### Directions
Which lines of the records below contain the string "indicate"? Extract each of them whole, treating uppercase and lowercase as different.

== Records provided

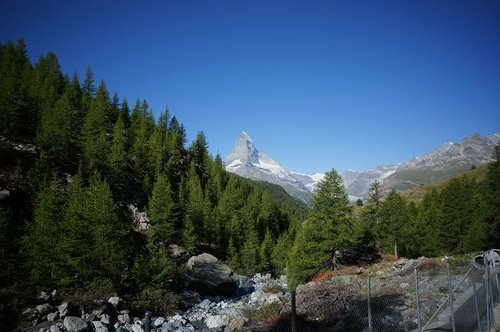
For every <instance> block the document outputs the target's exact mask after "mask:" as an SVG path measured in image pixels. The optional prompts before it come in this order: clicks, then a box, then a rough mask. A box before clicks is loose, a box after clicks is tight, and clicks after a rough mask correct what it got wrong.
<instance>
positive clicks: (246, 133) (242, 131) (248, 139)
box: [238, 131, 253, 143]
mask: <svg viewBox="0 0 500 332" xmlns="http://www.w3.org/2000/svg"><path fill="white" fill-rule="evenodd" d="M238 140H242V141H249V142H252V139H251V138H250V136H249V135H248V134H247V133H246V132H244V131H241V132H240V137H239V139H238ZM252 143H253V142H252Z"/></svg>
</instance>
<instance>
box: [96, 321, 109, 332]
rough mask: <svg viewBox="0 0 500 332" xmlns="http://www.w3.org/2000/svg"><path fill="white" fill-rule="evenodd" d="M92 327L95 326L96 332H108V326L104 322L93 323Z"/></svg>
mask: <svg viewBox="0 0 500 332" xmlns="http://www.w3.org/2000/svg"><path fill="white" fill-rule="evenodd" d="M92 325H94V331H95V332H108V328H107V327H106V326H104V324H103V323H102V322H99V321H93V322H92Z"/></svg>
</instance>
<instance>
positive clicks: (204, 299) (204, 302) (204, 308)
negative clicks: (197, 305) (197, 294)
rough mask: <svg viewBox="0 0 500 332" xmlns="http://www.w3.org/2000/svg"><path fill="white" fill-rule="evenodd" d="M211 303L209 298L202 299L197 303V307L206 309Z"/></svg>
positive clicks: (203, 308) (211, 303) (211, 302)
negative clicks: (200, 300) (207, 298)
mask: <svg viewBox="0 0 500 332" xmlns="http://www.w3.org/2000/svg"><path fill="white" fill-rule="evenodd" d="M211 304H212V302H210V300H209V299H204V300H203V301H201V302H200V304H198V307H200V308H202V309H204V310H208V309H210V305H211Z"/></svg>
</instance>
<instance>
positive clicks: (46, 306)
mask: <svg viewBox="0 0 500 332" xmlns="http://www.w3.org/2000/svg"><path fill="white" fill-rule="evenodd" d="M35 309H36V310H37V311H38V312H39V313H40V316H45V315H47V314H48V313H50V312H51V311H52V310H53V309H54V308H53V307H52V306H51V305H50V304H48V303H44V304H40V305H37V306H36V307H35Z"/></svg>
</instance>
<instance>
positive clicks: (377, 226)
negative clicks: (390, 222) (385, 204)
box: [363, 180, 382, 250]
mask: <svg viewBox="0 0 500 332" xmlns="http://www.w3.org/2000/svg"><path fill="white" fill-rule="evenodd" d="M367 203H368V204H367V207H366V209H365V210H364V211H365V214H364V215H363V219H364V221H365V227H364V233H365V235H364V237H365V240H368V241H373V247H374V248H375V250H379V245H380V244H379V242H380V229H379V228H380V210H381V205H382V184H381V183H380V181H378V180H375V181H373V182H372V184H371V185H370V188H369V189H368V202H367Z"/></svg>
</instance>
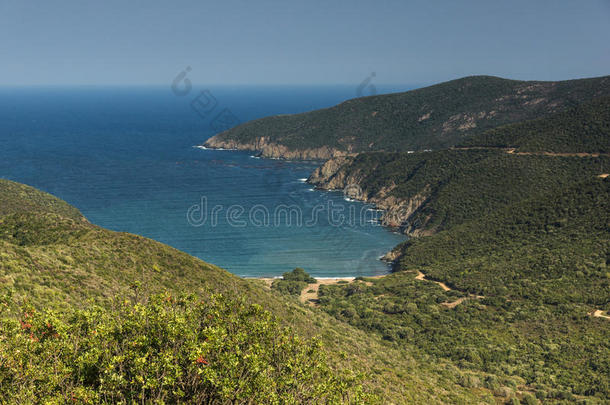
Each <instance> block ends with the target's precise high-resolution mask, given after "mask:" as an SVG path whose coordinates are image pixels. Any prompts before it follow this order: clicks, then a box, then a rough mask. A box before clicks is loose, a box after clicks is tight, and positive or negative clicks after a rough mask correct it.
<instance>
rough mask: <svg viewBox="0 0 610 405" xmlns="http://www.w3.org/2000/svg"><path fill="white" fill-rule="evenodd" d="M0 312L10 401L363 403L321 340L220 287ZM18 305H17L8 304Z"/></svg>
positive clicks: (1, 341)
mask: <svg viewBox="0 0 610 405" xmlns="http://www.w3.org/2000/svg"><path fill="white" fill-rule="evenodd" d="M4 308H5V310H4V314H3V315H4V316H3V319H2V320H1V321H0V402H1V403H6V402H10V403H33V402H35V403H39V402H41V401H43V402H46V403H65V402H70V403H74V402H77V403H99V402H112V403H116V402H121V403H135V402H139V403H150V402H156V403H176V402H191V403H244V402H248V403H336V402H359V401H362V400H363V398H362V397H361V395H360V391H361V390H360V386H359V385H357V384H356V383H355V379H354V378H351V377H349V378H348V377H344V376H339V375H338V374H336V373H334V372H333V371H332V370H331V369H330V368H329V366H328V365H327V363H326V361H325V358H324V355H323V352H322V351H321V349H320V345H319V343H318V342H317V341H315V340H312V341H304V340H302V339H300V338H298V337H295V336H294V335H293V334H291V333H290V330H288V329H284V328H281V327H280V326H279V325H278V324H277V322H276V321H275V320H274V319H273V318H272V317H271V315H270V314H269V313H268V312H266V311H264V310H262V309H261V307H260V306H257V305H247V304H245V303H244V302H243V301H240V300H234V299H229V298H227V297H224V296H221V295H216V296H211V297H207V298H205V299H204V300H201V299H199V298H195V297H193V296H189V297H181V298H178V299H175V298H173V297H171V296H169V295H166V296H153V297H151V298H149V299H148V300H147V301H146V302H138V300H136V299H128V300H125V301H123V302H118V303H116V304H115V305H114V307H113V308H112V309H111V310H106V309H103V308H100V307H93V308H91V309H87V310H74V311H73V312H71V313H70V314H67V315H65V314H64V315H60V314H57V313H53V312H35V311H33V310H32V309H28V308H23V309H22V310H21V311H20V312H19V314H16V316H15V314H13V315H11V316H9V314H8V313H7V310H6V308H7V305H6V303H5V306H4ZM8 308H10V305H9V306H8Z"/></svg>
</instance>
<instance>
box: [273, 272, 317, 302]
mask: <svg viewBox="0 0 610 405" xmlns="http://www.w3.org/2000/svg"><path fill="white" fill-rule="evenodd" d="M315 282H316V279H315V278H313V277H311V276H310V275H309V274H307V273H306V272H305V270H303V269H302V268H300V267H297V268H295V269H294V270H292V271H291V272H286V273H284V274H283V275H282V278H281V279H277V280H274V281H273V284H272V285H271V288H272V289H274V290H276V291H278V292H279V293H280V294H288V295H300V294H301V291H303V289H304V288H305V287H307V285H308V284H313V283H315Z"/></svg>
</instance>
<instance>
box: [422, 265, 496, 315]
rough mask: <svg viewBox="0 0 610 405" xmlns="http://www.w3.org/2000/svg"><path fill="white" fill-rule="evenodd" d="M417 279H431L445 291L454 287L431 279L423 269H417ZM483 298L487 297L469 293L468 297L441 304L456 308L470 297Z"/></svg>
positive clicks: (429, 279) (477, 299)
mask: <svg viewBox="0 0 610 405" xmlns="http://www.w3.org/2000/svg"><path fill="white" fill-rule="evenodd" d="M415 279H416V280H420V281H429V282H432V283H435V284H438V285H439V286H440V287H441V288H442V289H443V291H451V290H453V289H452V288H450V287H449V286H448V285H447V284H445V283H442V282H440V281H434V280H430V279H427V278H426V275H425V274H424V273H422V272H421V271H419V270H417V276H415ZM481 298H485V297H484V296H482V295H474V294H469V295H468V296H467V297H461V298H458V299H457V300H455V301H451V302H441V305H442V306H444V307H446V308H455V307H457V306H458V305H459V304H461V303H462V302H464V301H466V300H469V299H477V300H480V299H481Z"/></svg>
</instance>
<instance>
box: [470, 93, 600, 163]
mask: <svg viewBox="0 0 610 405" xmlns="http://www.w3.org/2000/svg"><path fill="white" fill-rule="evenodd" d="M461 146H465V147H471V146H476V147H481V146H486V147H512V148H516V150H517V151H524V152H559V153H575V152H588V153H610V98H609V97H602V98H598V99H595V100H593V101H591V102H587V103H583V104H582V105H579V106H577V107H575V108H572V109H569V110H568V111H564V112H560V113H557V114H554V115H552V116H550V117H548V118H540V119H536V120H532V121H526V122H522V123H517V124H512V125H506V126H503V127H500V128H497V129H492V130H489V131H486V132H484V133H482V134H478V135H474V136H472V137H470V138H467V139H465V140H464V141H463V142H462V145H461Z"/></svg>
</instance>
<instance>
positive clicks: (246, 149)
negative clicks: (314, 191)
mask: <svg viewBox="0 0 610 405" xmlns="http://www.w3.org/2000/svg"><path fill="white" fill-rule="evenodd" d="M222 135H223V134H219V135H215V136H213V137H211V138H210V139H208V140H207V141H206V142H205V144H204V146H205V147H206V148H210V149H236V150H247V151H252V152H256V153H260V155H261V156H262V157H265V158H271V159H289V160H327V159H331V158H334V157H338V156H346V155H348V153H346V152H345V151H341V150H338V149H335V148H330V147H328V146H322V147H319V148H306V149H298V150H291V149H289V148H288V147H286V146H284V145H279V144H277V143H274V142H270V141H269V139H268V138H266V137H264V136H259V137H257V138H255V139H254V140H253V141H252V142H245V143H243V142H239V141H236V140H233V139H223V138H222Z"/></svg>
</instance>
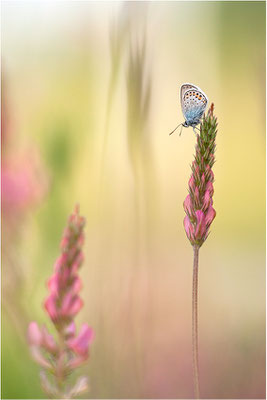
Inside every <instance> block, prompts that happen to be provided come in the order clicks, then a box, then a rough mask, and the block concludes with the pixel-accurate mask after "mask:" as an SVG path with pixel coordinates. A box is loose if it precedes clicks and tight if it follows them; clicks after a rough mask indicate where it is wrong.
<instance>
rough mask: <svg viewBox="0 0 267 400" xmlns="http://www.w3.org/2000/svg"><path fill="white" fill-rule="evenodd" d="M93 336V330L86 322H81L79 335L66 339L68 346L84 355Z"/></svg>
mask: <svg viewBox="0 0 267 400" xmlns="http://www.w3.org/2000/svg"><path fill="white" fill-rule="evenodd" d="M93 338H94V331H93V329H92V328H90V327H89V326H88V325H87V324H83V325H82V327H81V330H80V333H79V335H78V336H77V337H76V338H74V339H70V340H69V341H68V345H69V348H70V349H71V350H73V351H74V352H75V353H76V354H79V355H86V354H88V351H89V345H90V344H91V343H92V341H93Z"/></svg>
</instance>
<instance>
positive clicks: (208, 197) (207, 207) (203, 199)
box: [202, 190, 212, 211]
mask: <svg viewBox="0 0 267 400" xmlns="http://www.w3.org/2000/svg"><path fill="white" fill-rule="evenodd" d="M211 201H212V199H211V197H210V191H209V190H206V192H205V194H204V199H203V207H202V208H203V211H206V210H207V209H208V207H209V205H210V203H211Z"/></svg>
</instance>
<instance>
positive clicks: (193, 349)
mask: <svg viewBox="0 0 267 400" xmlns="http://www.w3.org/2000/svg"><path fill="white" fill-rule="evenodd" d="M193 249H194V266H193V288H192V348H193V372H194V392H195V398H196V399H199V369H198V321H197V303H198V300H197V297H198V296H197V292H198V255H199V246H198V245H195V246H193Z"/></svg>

====
== Records provided

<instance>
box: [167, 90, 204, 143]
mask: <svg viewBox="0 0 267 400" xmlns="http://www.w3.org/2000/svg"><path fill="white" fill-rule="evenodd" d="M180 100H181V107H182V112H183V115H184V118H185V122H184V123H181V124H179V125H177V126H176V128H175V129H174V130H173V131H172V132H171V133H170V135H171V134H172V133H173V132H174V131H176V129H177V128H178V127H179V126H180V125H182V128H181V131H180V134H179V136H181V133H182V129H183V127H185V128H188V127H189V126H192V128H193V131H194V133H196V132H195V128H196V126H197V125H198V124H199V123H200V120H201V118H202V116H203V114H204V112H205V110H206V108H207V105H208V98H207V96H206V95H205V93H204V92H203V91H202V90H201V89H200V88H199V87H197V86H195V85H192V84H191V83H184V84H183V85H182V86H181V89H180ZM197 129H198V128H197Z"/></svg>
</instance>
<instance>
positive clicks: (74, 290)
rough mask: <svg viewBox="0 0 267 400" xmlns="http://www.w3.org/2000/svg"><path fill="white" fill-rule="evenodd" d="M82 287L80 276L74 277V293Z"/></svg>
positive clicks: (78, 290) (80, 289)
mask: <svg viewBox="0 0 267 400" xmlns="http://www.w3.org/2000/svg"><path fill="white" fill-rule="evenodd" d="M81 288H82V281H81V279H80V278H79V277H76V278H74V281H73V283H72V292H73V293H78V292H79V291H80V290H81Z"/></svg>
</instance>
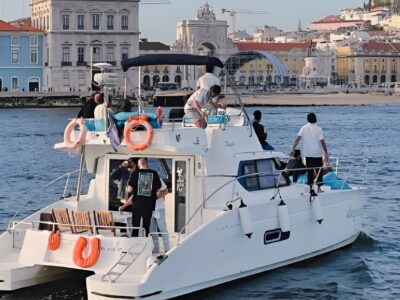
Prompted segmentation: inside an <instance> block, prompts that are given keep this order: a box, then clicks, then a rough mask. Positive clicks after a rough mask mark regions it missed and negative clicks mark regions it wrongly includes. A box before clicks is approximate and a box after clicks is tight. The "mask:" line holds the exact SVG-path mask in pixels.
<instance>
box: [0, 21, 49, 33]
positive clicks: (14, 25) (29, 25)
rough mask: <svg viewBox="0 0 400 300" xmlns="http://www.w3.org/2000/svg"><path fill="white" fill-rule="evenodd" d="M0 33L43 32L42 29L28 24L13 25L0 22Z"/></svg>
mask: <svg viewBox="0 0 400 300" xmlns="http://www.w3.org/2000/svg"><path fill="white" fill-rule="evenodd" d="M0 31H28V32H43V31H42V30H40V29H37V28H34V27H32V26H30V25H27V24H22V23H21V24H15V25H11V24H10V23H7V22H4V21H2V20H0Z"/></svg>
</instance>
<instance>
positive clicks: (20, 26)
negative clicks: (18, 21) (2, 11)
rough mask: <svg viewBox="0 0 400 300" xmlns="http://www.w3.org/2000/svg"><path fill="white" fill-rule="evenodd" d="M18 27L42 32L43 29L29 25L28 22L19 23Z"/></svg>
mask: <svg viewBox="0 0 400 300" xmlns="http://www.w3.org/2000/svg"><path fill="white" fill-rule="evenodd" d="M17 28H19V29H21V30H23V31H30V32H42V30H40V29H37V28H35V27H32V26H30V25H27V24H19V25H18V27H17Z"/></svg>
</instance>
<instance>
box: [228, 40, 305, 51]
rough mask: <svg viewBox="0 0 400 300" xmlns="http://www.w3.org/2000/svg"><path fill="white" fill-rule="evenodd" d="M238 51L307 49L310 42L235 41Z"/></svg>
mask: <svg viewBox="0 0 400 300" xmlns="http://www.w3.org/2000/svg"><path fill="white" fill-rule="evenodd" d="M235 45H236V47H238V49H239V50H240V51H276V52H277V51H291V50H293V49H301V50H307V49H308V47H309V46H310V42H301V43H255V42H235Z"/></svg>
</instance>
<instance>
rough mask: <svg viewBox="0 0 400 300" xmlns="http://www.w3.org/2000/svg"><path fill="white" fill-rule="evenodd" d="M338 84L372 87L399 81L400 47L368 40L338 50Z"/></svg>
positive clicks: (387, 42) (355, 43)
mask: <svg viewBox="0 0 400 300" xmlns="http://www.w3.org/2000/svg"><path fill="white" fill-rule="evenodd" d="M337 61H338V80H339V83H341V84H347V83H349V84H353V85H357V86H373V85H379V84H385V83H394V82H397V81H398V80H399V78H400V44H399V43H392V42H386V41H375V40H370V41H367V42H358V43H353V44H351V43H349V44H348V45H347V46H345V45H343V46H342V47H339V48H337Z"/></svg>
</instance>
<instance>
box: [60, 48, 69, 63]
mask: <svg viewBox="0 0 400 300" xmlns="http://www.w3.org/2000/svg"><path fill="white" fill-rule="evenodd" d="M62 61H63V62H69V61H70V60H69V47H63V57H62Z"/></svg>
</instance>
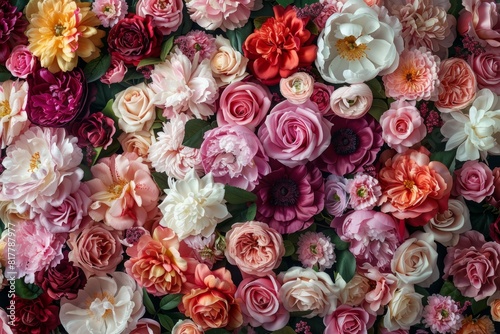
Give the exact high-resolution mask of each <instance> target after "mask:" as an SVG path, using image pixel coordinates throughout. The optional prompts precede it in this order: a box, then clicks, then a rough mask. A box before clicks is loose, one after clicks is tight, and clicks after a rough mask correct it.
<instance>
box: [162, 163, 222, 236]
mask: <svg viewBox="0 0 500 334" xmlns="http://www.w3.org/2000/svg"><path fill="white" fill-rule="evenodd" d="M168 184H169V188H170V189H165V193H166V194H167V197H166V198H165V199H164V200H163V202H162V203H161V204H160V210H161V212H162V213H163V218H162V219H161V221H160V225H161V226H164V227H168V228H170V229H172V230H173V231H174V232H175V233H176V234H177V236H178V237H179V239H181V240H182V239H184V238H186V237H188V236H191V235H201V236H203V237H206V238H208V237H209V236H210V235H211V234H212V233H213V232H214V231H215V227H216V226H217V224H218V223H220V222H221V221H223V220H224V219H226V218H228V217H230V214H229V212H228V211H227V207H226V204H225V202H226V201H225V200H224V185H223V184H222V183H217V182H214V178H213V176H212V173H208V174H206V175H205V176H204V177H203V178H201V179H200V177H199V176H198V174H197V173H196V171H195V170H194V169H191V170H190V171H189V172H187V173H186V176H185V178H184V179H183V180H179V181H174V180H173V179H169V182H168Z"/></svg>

====
== Records provided

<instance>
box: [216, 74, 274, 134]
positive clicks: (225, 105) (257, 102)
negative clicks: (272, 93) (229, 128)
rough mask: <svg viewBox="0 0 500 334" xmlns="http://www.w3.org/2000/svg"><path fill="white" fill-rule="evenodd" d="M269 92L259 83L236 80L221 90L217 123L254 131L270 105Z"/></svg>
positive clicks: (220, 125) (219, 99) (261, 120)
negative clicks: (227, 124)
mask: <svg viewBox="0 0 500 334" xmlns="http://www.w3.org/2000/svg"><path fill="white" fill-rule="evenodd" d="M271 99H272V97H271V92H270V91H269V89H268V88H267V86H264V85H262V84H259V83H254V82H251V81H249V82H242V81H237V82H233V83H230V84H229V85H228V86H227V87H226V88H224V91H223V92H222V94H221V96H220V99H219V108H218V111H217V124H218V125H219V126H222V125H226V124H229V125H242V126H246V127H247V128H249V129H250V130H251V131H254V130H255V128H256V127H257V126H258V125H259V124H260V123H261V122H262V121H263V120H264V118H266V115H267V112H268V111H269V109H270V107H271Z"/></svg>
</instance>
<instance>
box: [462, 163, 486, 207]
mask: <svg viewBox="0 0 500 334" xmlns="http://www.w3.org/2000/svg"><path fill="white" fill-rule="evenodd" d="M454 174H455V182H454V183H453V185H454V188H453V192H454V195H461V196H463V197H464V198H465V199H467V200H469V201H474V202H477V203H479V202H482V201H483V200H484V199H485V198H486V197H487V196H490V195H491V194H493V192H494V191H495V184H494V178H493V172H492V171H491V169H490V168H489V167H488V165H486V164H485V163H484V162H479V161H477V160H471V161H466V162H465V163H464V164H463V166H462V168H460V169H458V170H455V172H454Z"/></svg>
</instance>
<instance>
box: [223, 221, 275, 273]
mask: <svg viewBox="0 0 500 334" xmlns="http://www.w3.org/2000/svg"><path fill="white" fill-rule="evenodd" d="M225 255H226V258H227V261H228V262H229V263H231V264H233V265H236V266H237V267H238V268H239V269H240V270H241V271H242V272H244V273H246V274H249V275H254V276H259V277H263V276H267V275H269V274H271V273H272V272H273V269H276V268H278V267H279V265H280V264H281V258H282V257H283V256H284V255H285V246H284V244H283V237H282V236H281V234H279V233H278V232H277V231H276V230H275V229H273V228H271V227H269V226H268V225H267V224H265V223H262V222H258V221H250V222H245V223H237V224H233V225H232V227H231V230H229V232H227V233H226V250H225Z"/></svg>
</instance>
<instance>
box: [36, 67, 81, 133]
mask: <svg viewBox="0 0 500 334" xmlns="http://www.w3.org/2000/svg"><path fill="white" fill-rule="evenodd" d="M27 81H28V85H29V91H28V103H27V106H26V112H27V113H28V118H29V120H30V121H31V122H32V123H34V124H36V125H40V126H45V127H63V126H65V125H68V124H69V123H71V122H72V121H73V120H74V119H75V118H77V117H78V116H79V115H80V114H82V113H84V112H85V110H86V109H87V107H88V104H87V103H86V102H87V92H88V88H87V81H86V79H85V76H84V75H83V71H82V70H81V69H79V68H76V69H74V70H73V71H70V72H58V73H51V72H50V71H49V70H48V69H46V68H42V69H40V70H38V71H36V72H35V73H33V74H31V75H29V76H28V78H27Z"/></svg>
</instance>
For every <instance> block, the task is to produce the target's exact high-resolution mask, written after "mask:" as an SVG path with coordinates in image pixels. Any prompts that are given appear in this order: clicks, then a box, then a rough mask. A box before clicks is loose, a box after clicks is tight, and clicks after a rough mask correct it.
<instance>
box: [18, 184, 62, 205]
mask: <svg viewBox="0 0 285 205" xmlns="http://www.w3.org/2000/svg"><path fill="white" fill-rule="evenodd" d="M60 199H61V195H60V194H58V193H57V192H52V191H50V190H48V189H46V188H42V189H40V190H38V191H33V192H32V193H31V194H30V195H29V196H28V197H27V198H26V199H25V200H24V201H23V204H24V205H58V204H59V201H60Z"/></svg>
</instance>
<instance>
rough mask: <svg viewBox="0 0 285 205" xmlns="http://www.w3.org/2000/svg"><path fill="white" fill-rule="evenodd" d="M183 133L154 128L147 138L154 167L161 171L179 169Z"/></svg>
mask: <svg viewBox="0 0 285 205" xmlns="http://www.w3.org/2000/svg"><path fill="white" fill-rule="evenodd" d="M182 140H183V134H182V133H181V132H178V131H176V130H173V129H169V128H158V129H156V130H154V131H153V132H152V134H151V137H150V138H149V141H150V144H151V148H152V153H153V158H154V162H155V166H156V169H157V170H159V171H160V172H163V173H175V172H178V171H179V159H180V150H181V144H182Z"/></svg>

====

### Output
Inside every <instance> block, prompts that happen to be provided come in the order clicks, then a box, then a rough mask, and the block concludes with the pixel-accurate mask after "mask:" as an SVG path with pixel coordinates. A box is loose if it precedes clicks and tight if it follows them; clicks after a rough mask indicate where it is wrong.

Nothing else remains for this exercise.